# [Text]
+---+

Moderne Fußball-Arenen sind austauschbar und normiert. Reinaldo Coddous Bildband "Fußballtempel" zeigt die Stadion-Vielfalt, die es früher einmal gab.

Bei unserer letzten Zusammenkunft machte Reinaldo Coddou einen ziemlich niedergeschlagenen Eindruck. Es war im Sommer, der Samstag, an dem Bayer Leverkusen seine neue Arena zum ersten Mal bespielte. Alles neu, alles modern, alles schön. Der Presseraum sah aus wie eine Lounge – und erst das Büfett! Wahrscheinlich irritierte Reinaldo all das, dieses Perfekte, Geleckte, Sterile. Am Abend zuvor war er in Paderborn gewesen, das neue Stadion fotografieren, jetzt Leverkusen, noch ein neues Stadion. Für ihn muss es ein Wochenende des Horrors gewesen sein.

Reinaldo war gerade erst zurück aus Südamerika, sechs Monate hatte er in Buenos Aires gelebt. In dieser Zeit kamen regelmäßig Mails von ihm, die die Speicherkapazität meines Postfachs sprengten. Reinaldo war dann wieder beim Fußball gewesen, hatte Liga- und Länderspiele gesehen, mit einigen der vielleicht besten Spieler der Welt. Aber seine Fotos zeigten keine Zweikämpfe, keine Kopfballduelle, keine Torschüsse. Stattdessen: marode Stadien, volle Ränge, ekstatische Fans, martialische Polizeikolonnen. Kurz: Es war der Wahnsinn.

Paderborn statt Buenos Aires, Leverkusen statt Rio de Janeiro – da kann man schon schwermütig werden. Reinaldo Coddou hatte Heimweh nach dem Wahnsinn. In deutschen Stadien gibt es den nicht mehr, man muss ihn da gar nicht erst suchen. Stadion heißt jetzt Arena, manchmal auch Park, was einen an Seniorenresidenzen denken lässt. Gesittet geht es zu, der Fußball ist gezähmt, die Stadien sind befriedet. Was bleibt, ist die Sehnsucht.

In „Fußballtempel“ von Reinaldo Coddou kann man dieser Sehnsucht nachspüren. Seit mehr als zehn Jahren fotografiert Coddou Stadien, und was als Stadionposter für das von ihm mitgegründete Magazin „11 Freunde“ angefangen hat, gibt es jetzt erstmals in Buchform: ein Kompendium mit 60 deutschen Stadien von Aachen bis Zwickau – im Panoramaformat, jeweils doppelseitig, auf 80 mal 30 Zentimeter. Ein in vieler Hinsicht gewaltiges Werk.

„Wer immer wieder Spiele im gleichen Stadion gesehen und dort mit seiner Mannschaft gelitten und gejubelt hat, dem wird sich der Ort einprägen“, schreibt Christoph Biermann in seinem Vorwort zu „Fußballtempel“. „Selbst wenn Stadien den Außenstehenden als traurig erscheinen mögen, sind sie sentimentale Orte.“ Mehr noch: Das Stadion ist die Heimat unserer Leidenschaft, und deshalb ist „Fußballtempel“ auch ein Heimatbuch. Genauso aber erzählen Coddous Bilder vom Verlust unserer Heimat.

+---+

# [Aufgabe 1]
Erkläre in ein bis drei Sätzen, warum der Text über den Bildband „Fußballtempel“ das Buch auch ein Heimatbuch nennt.
# [Aufgabe 2]
Gib bitte den Absatz aus dem Text über den Bildband, der mit „Reinaldo war gerade erst zurück“ beginnt, als kurze Liste mit seinen wichtigsten Fakten wieder.
Die Zeilen haben damit nichts zu tun.

# [Datenzeilen]

+---+

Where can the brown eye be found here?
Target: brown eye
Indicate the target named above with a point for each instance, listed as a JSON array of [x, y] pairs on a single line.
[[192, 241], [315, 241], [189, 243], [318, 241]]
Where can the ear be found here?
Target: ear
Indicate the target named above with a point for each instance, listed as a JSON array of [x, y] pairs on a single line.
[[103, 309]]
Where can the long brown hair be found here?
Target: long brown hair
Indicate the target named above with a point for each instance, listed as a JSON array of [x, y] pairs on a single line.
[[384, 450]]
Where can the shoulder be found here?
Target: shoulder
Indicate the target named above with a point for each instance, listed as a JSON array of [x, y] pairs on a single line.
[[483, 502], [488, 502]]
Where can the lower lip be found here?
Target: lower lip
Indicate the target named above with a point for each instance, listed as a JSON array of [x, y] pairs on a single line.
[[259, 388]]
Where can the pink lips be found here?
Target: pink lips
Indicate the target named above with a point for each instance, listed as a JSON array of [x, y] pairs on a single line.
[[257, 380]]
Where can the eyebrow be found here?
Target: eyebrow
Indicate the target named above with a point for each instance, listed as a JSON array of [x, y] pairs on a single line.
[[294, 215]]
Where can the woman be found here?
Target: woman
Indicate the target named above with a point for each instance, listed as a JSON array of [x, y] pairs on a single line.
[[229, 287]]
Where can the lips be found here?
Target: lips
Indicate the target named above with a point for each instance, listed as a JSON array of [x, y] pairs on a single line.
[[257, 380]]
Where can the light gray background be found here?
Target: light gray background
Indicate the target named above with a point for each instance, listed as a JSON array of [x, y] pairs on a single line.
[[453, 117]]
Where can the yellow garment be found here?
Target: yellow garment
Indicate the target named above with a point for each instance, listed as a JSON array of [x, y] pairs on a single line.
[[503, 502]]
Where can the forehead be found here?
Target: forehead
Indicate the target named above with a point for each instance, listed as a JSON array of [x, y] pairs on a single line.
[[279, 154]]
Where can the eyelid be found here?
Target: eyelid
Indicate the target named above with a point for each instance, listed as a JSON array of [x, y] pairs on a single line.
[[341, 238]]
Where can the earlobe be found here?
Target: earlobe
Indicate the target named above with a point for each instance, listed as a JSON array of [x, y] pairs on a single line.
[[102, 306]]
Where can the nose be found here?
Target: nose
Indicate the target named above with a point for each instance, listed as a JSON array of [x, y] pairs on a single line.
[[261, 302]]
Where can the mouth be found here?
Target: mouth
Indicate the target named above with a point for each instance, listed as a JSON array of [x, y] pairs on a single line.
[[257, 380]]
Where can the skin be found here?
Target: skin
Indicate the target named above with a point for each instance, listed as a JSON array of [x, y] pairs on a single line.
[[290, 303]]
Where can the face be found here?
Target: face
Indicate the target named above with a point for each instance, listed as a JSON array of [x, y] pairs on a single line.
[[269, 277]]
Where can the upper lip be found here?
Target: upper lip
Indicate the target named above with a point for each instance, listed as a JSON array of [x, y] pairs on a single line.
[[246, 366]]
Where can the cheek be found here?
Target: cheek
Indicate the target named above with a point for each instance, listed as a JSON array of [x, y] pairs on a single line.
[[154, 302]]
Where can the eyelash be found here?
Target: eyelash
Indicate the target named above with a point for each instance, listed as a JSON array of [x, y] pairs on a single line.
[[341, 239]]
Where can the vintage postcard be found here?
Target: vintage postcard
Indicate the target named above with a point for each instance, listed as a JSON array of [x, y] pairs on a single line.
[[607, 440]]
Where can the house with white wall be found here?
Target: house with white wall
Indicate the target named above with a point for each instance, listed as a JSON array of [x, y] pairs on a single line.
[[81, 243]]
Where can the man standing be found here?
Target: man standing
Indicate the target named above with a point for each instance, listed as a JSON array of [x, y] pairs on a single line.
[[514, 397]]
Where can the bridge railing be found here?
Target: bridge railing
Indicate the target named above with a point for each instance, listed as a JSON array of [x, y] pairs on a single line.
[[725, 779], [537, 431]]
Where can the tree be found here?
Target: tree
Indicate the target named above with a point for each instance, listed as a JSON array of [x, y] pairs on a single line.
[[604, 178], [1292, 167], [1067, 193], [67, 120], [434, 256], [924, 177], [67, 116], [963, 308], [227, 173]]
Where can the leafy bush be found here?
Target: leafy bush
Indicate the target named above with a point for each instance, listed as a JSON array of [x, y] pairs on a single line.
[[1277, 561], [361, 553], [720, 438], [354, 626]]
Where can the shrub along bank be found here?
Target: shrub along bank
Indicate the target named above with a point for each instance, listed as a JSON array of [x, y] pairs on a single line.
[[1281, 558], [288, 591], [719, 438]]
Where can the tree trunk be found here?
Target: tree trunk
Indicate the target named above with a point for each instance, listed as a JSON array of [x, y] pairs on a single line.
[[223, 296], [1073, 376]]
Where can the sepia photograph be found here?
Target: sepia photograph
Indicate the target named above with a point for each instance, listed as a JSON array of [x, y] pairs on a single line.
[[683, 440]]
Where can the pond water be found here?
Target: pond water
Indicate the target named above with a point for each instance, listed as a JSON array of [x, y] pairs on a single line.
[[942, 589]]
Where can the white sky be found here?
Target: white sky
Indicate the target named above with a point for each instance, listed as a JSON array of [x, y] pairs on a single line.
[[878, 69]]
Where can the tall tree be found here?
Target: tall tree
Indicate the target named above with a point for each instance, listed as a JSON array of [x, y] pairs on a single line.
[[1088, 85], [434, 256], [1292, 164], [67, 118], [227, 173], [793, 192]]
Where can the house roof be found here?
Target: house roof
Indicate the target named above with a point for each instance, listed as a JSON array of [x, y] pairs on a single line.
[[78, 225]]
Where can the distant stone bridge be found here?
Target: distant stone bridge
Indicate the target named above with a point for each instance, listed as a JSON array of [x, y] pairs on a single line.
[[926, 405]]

+---+

# [Antwort 1]
Laut Text ist das Stadion die Heimat unserer Leidenschaft, deshalb ist „Fußballtempel“ auch ein Heimatbuch. Wer immer wieder Spiele im gleichen Stadion gesehen und dort mit seiner Mannschaft gelitten und gejubelt hat, dem prägt sich der Ort ein. So werden Stadien zu sentimentalen Orten.

# [Antwort 2]
- Reinaldo war gerade aus Südamerika zurück, wo er sechs Monate in Buenos Aires gelebt hatte.
- In dieser Zeit schickte er regelmäßig Mails, die die Speicherkapazität des Postfachs sprengten.
- Er hatte Liga- und Länderspiele mit einigen der vielleicht besten Spieler der Welt gesehen.
- Seine Fotos zeigten keine Zweikämpfe, Kopfballduelle oder Torschüsse.
- Sie zeigten marode Stadien, volle Ränge, ekstatische Fans und martialische Polizeikolonnen.